### Short exercise 1
In the scenery post, what kind of tree was added to the church and the farmhouse?

### Document text
......

They’re simple card constructions, with card doors and shuttered windows (for ease of painting, and because if war’s coming to town I think most people would close up their property!) Applying sand on the bases (and some patches of wall) and painting didn’t take all that long in the end, and I added a poplar tree to the church and the farmhouse.

Here they are from last year, in production and next to some older finished ones.


And here they are finished. I’ve now got about 15 so I’m good for 3-4 villages or small towns. There’s also a windmill (Irregular Miniatures, not my own work) and the watchtower I finished recently too. I think they’d work for the 1859 war in Italy too, if I ever decide to do some Austrians!



Some small scale scenery

While I’m taking some time off from bigger painting projects I’ve been enjoying the opportunity to dabble a bit here and there, and finish off some things I’ve been meaning to do for ages. Most recently this has involved painting (or in some cases just basing) some 6mm scenery items that I’ve had for a while but not gotten around to.

......

Shape labeling entries:
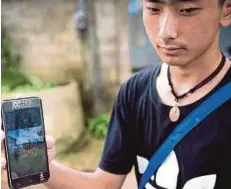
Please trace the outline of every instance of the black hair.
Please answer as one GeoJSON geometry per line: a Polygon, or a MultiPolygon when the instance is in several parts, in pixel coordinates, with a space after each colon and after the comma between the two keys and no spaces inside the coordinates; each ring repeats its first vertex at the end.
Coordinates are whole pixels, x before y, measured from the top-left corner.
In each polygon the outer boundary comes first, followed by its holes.
{"type": "Polygon", "coordinates": [[[221,6],[224,5],[225,1],[226,1],[226,0],[219,0],[220,5],[221,5],[221,6]]]}

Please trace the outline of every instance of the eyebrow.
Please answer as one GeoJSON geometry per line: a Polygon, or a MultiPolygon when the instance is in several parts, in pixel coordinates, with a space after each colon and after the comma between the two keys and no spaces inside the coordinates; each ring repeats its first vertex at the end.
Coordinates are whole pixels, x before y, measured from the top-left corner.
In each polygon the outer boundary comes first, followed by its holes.
{"type": "Polygon", "coordinates": [[[145,0],[145,2],[150,3],[198,3],[200,0],[145,0]]]}

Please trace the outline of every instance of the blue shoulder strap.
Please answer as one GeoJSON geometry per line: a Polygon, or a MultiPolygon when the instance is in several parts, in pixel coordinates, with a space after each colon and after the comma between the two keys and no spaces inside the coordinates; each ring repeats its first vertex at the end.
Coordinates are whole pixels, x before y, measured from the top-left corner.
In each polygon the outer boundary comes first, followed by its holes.
{"type": "Polygon", "coordinates": [[[216,110],[219,106],[231,99],[231,82],[208,97],[200,104],[192,113],[190,113],[168,136],[164,143],[152,156],[150,163],[143,174],[139,189],[144,189],[145,185],[159,168],[162,162],[167,158],[175,146],[200,122],[202,122],[209,114],[216,110]]]}

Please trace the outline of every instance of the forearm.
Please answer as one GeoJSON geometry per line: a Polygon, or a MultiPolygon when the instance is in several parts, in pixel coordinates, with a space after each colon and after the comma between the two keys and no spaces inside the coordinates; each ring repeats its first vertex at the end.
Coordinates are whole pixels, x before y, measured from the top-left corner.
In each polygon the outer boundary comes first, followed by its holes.
{"type": "Polygon", "coordinates": [[[75,171],[56,161],[50,163],[50,172],[46,183],[49,189],[112,189],[112,185],[96,173],[75,171]]]}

......

### Short exercise 2
Reproduce the stretch of the entries from the line containing "Please trace the outline of every instance of the blue" through the end of the entries, keeping every line in it, with 120 added to each coordinate in the polygon answers.

### Output 1
A poplar tree.

### Output 2
Please trace the outline of every instance of the blue shoulder strap.
Please answer as one GeoJSON geometry per line: a Polygon, or a MultiPolygon when the instance is in several parts, in pixel coordinates, with a space after each colon and after the comma between the two keys and no spaces inside the coordinates; each ring repeats its first vertex at the end.
Coordinates are whole pixels, x before y, measured from the top-left corner.
In each polygon the outer boundary comes first, followed by its holes.
{"type": "Polygon", "coordinates": [[[336,230],[339,226],[351,219],[351,202],[328,217],[320,224],[312,233],[310,233],[288,256],[284,263],[272,276],[270,283],[263,294],[259,309],[264,309],[265,305],[279,288],[282,282],[287,278],[295,266],[320,242],[322,242],[329,234],[336,230]]]}

Please trace the outline of every instance of the forearm.
Please answer as one GeoJSON geometry per line: a Polygon, or a MultiPolygon when the instance is in several parts, in pixel coordinates, with a space after each colon and after the comma between the two keys and no spaces inside the coordinates; each ring repeats its first vertex at the end.
Coordinates are whole pixels, x before y, measured from the top-left corner.
In each polygon the outer boundary comes first, followed by its holes.
{"type": "Polygon", "coordinates": [[[195,291],[176,281],[170,283],[170,292],[166,303],[169,309],[232,309],[232,305],[216,293],[195,291]]]}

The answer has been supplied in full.